DOCUMENT EXTRACT =>
Tuesday, November 22, 2011
Turkey this, and pumpkin that. Tights down to his shoes and a buckle on his hat. It never happened, and that is that.
Public schools are a great bullshit factory. A social engineering speak tank of pseudo-education and overbearing teachers who seem of the opinion that they are pretty hot stuff. They turn out compliant little nobodies who can't spell, won't read, can't tell the time unless the clock is digital, and do not have a clue how to use a ruler. But they can take a test the way they are taught to, and the collective rating, if high enough, brings the school a bigger piece of the money pie. No room for truth, for that would just mess up everything. If you are a great teacher and teach the kids the truth, you will soon find yourself ostracized by the cliques of your peers and then maybe out of a job.
Putting aside your religious beliefs, what sense is there to removing Christ from Christmas? And what is the point to having impressionable young children write letters to Santa Claus, who is a big FAT lie? And how moot it becomes to add further insult to our intelligence when the local newspaper devotes its 2nd of 2 whole thin sections to the whining prattle of I want this, and, I want that...I, me, me, my, me, me, mine...GIMMIE, GIMMIE, GIMMIE!

STATED GOAL => Condense the paragraph of the blog post above that begins "Public schools are a great" into two or three sentences, keeping its main claims.

ITEMS =>

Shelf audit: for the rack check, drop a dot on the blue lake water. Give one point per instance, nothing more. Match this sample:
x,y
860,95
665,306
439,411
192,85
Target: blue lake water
--
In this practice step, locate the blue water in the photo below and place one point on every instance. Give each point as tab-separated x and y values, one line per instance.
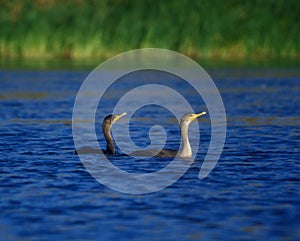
* * *
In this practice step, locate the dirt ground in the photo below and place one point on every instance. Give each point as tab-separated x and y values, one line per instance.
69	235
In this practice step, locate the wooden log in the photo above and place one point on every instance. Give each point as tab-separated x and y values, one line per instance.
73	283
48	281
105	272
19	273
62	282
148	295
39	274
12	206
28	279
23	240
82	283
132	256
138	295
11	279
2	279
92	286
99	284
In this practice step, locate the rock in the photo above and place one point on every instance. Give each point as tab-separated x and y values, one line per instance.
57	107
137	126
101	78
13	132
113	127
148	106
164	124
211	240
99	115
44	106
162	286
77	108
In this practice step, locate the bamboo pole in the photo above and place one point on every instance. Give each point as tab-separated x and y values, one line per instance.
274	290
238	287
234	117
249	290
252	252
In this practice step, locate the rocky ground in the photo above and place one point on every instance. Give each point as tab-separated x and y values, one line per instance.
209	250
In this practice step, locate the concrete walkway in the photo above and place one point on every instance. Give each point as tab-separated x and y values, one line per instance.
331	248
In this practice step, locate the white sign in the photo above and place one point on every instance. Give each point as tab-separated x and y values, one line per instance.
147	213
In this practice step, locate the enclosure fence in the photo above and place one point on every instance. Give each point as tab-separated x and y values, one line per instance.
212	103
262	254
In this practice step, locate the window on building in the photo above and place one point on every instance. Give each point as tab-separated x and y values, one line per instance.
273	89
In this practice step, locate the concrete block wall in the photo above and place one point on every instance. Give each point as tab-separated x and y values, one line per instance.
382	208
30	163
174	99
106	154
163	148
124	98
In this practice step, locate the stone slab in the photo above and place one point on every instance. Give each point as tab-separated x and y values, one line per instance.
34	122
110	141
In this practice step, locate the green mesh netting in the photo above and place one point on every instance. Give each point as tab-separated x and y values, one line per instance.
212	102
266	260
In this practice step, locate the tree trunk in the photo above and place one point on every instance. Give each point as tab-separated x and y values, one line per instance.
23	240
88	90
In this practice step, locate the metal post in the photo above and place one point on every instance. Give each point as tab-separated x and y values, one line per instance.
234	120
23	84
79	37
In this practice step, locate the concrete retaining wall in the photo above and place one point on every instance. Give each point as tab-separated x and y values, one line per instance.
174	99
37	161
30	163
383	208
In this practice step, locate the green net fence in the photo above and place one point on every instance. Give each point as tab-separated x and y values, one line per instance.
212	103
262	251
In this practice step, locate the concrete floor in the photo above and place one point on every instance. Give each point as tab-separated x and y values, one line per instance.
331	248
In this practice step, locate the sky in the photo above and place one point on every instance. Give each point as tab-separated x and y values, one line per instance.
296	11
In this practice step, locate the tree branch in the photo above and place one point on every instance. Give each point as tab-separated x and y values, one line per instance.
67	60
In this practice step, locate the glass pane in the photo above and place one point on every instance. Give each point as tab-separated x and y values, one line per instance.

WRITTEN SOLUTION => Public schools are a factory of pseudo-education run by overbearing teachers, turning out compliant students who can't spell, won't read, can't read a non-digital clock and can't use a ruler, but who can take tests as taught, and high collective scores bring the school more money. There is no room for truth: a great teacher who teaches it will be shunned by peers and may lose the job.